Copy out the stretch of lines from the one containing "segment --target bare" through the end of the entries, reproducing each line verbatim with nothing changed.

.....

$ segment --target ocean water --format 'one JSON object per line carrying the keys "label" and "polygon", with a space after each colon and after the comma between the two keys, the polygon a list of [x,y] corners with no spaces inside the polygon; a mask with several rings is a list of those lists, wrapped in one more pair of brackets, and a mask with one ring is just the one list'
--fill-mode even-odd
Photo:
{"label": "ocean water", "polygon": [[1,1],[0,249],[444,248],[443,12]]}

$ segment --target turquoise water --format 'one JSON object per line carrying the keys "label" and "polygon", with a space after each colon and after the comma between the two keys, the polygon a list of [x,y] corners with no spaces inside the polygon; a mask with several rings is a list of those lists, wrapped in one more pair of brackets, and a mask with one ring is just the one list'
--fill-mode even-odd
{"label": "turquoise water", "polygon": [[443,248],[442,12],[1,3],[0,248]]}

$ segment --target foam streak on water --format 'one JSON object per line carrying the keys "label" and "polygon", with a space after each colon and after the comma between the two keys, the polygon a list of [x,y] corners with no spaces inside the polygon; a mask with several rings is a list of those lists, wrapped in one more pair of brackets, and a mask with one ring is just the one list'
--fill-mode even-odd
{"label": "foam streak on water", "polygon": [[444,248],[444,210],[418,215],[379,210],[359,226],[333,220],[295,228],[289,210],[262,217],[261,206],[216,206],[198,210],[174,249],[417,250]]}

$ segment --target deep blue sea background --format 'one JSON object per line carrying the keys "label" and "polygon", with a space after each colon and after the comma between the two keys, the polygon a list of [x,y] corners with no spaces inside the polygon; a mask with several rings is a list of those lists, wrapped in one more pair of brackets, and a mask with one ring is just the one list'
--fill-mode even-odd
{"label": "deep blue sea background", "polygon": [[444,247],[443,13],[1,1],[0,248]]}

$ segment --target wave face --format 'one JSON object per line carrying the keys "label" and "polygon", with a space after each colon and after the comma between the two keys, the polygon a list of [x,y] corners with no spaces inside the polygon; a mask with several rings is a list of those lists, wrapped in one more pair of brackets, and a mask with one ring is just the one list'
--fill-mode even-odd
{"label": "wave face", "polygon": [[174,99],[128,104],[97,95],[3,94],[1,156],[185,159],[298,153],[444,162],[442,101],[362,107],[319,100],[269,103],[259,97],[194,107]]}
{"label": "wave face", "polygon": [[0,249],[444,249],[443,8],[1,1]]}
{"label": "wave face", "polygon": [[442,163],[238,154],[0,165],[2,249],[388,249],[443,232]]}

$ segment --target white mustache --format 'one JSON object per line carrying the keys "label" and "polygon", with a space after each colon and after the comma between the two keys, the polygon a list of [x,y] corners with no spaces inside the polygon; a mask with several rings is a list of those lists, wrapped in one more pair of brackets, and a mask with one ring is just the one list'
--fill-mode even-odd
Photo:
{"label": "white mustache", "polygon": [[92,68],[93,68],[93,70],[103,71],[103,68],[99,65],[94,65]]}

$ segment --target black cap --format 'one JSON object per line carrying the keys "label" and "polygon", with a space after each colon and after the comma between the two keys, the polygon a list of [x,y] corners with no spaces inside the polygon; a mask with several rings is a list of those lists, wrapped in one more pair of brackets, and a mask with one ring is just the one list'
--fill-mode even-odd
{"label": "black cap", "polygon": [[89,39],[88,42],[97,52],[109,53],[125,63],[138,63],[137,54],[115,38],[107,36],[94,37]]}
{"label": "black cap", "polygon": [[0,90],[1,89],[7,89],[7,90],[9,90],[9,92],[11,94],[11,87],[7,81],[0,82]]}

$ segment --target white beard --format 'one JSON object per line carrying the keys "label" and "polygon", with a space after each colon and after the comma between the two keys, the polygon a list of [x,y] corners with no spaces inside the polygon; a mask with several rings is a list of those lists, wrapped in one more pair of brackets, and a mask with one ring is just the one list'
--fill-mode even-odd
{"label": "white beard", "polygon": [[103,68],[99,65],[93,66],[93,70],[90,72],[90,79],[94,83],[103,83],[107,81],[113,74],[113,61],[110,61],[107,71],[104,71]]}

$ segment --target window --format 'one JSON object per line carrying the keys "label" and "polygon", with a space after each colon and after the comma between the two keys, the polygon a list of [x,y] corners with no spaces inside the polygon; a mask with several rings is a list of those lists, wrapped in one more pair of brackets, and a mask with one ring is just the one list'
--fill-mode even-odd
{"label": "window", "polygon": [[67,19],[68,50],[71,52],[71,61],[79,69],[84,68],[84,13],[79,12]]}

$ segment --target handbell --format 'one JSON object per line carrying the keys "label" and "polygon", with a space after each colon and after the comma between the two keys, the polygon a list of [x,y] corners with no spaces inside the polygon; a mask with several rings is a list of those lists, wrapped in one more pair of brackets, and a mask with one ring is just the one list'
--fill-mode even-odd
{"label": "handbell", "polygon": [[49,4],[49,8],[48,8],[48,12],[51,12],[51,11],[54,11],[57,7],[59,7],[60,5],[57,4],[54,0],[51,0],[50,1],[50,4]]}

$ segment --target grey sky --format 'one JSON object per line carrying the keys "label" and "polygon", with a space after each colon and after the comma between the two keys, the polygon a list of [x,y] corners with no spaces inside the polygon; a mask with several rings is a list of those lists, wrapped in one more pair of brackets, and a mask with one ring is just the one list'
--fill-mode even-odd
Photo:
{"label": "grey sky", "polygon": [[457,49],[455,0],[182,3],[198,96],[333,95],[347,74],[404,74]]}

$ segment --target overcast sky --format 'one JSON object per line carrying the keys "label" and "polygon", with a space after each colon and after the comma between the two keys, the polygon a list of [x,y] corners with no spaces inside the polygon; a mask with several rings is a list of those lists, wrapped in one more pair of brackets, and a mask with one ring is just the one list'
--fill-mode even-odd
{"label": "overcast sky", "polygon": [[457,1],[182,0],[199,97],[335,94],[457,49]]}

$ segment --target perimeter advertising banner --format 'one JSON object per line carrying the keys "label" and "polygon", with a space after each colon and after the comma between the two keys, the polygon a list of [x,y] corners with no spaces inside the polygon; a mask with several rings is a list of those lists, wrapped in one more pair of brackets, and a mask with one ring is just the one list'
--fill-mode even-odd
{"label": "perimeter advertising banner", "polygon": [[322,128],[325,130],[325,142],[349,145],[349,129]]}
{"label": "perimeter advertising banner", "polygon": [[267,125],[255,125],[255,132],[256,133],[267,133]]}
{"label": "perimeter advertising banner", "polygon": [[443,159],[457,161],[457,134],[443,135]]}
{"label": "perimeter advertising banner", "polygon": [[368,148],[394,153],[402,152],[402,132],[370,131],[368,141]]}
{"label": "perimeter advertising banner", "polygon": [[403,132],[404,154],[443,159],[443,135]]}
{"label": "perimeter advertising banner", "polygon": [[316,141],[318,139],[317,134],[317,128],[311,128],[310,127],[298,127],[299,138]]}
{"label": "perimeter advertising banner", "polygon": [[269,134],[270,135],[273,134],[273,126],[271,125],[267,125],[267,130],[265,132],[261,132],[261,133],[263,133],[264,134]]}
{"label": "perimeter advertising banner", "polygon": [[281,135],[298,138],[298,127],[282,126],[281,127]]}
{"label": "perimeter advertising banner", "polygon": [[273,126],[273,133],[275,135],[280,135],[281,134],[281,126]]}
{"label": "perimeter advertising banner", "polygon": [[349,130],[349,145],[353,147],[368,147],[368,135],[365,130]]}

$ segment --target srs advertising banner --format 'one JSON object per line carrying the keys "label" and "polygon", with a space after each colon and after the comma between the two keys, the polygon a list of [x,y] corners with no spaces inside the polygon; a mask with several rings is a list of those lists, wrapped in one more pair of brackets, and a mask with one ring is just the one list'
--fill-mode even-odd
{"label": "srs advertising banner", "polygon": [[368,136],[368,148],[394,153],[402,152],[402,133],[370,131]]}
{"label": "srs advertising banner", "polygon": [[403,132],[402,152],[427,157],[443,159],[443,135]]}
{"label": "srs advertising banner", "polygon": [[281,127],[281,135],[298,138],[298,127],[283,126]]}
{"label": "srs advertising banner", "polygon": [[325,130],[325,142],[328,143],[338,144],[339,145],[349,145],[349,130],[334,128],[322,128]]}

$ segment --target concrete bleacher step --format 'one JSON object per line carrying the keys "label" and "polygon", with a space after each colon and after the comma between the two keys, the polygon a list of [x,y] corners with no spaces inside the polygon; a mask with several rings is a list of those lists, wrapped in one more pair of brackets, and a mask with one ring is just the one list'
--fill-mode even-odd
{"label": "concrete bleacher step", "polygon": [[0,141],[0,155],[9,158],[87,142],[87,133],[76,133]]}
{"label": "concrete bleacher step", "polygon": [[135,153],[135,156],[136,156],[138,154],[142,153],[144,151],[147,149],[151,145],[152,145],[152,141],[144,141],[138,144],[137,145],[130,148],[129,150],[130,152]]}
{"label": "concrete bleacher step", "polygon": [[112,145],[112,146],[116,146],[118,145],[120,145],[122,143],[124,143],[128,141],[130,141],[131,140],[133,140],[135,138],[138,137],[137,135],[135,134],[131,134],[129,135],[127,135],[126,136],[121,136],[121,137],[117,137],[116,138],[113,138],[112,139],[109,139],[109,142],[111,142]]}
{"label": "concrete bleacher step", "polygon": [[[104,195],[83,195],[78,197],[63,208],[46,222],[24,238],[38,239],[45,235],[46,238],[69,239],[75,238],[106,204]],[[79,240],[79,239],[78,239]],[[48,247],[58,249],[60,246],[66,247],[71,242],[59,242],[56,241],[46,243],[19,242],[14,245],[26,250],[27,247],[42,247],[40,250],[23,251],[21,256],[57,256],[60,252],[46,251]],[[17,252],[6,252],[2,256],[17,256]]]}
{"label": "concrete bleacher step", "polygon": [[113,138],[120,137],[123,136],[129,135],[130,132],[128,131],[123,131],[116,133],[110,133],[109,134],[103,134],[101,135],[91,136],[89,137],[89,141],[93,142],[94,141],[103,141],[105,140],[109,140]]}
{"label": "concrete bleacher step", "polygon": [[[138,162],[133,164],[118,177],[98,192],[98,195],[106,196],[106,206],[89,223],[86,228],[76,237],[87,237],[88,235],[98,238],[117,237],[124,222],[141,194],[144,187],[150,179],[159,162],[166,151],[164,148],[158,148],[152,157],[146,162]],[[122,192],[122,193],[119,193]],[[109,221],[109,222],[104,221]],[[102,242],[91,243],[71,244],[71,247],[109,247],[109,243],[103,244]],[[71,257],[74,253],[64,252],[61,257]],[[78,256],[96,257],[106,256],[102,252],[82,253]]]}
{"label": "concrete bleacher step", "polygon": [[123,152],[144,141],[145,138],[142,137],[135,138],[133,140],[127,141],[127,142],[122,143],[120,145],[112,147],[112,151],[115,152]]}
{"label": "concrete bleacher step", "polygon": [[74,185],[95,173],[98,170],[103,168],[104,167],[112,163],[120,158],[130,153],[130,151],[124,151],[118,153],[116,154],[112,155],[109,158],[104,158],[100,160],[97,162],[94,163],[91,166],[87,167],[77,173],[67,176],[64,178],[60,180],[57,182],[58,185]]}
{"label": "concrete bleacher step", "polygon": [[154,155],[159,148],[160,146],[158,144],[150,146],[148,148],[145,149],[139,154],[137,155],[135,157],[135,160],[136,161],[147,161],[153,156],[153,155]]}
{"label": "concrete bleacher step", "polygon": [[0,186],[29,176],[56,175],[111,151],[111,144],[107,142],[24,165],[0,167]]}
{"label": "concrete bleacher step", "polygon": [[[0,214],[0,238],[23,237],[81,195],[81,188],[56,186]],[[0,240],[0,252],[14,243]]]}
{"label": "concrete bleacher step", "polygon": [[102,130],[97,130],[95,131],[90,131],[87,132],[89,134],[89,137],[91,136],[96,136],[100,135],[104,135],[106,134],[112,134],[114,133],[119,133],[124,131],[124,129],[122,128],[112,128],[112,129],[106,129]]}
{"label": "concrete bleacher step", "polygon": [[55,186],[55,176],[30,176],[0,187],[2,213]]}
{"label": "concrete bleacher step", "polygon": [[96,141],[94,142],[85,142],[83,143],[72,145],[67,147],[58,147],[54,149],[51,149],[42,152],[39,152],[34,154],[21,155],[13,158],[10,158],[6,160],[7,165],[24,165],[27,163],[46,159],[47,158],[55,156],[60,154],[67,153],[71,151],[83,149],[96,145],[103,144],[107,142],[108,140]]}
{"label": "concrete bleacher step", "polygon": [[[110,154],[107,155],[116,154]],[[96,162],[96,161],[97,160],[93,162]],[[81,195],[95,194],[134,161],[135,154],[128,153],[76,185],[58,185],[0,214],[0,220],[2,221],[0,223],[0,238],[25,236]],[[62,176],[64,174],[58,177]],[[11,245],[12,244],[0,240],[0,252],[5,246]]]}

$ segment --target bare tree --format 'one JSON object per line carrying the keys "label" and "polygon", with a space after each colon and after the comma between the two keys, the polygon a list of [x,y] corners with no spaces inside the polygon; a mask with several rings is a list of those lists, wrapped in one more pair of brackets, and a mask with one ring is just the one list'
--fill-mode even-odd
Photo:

.....

* Answer below:
$ segment --target bare tree --format 'one JSON object per line carrying the keys "label" and "polygon", with a space after each colon and after the comma between the two keys, the polygon a list of [x,y] corners with no spaces inside the polygon; a mask with several rings is a list of those lists, wrapped in one more pair of brackets, and a mask with one ring is just the one list'
--fill-mode even-odd
Photo:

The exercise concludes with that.